WHAT TO WORK ON:
Some of the lines below need repeating. Reproduce exactly those between the lines holding "Target: gray cloud" and "Annotation guideline: for every instance of the police", inclusive.

EXERCISE DATA:

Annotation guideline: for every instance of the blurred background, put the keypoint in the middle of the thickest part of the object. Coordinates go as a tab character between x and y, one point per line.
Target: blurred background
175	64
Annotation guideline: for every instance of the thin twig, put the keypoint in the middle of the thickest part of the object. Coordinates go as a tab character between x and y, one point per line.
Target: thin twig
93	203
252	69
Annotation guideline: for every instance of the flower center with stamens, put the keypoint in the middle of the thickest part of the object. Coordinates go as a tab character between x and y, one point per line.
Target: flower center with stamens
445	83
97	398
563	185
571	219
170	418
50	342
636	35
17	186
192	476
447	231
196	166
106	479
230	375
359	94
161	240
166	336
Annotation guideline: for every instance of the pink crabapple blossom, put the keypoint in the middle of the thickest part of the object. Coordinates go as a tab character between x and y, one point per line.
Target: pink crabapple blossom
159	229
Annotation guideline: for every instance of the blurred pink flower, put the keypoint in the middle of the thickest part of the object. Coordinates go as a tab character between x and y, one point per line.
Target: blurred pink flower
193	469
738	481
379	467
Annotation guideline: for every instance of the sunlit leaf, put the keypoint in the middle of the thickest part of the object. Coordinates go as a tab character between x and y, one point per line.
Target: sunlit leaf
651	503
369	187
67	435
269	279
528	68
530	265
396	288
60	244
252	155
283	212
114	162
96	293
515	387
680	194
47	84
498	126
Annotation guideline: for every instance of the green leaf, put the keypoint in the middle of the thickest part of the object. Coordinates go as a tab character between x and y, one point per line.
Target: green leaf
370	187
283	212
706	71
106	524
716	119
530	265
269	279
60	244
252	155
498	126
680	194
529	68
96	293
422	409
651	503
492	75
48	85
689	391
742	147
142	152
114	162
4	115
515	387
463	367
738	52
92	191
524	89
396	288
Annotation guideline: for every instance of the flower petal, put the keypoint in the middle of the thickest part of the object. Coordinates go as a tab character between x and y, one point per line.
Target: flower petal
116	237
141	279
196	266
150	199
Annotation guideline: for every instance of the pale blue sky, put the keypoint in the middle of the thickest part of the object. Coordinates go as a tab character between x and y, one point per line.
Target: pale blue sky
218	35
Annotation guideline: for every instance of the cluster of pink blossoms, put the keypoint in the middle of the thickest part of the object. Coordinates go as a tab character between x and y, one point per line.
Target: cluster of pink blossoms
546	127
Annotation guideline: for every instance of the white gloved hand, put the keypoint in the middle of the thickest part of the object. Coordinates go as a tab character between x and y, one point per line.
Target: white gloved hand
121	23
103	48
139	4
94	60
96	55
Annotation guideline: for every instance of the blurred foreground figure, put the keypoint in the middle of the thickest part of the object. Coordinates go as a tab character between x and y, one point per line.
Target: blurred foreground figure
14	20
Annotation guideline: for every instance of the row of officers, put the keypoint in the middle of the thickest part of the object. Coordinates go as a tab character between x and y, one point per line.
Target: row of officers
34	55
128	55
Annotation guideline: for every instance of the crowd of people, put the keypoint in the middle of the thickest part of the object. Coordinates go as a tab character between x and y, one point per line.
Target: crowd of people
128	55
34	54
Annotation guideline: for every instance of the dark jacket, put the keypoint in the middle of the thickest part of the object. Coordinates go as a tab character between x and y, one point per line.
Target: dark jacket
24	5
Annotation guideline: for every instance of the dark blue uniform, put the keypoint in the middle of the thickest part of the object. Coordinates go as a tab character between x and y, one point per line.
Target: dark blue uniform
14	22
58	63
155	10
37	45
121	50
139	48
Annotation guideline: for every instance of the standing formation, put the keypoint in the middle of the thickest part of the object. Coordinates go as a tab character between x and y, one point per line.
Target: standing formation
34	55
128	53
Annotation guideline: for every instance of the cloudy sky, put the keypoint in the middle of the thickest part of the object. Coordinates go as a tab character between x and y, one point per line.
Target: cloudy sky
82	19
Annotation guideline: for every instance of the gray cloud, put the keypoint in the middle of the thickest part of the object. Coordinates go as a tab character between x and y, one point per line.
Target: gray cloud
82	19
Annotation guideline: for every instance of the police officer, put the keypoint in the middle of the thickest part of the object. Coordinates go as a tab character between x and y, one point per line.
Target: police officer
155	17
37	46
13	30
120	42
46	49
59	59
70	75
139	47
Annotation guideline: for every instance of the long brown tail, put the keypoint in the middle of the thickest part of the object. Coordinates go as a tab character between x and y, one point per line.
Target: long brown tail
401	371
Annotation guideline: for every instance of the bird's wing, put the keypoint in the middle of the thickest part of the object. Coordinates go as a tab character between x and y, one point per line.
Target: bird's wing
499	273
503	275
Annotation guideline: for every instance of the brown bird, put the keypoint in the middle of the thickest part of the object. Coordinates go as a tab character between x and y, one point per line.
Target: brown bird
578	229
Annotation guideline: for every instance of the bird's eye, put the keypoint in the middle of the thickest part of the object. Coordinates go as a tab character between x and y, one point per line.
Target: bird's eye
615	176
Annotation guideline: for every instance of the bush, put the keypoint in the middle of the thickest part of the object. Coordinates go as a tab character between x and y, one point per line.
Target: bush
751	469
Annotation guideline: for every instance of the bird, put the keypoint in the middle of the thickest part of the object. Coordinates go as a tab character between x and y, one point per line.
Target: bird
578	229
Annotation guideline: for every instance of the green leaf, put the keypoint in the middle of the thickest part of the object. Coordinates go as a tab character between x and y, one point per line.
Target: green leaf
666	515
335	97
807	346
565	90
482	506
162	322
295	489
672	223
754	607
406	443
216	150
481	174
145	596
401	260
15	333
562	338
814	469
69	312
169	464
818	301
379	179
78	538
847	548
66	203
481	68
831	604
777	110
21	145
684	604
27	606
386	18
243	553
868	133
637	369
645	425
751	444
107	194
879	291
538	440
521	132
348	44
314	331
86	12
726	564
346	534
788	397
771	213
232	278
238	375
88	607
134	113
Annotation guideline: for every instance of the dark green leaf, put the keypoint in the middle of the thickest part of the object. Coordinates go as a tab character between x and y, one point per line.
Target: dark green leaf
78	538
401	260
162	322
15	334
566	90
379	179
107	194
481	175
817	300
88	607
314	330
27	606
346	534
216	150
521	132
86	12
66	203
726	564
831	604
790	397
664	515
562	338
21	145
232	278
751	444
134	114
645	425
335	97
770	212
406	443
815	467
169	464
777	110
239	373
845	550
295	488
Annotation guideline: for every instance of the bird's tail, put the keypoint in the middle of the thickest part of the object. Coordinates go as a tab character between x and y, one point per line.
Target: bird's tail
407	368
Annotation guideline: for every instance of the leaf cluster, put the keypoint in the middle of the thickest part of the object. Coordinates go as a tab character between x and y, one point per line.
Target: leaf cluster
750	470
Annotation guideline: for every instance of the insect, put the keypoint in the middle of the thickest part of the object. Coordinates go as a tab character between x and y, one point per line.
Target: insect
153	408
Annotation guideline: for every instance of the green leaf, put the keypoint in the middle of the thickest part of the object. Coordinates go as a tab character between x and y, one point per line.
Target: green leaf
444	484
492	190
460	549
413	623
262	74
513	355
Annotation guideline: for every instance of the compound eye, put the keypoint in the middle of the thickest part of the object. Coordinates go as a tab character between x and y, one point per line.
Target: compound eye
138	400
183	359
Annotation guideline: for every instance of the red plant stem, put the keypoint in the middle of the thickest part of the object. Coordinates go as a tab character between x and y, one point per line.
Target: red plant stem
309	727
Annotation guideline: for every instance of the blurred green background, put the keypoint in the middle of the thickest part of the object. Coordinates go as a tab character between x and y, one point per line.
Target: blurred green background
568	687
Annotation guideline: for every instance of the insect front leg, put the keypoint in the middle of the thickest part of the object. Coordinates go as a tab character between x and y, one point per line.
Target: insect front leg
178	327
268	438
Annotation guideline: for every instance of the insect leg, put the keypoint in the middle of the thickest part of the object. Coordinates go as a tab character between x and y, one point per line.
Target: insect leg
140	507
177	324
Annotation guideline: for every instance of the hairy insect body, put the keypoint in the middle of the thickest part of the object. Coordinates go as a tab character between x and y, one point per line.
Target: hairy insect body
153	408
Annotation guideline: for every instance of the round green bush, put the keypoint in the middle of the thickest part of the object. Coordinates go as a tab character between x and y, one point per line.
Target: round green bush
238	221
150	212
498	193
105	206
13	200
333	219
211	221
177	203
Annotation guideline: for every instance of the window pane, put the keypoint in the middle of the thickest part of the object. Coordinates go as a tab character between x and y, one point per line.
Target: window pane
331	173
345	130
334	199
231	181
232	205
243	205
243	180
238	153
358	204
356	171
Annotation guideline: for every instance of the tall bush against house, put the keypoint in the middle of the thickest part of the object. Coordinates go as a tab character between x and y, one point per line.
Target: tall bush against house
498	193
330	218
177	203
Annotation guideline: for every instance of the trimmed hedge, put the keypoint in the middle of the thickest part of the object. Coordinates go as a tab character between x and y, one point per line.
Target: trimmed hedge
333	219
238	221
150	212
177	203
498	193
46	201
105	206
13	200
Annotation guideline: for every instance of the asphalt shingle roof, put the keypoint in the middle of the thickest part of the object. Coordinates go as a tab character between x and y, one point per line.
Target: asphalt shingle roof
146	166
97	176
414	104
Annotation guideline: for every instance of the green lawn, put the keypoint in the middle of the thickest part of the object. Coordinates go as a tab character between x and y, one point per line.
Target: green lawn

RESULT OF THIS TASK:
Target: gray cloud
82	19
Annotation guideline: for every instance of the police officer, put the keypoint in the middle of the thickest part of the object. Coordinates go as a tab character between x and y, one point per line.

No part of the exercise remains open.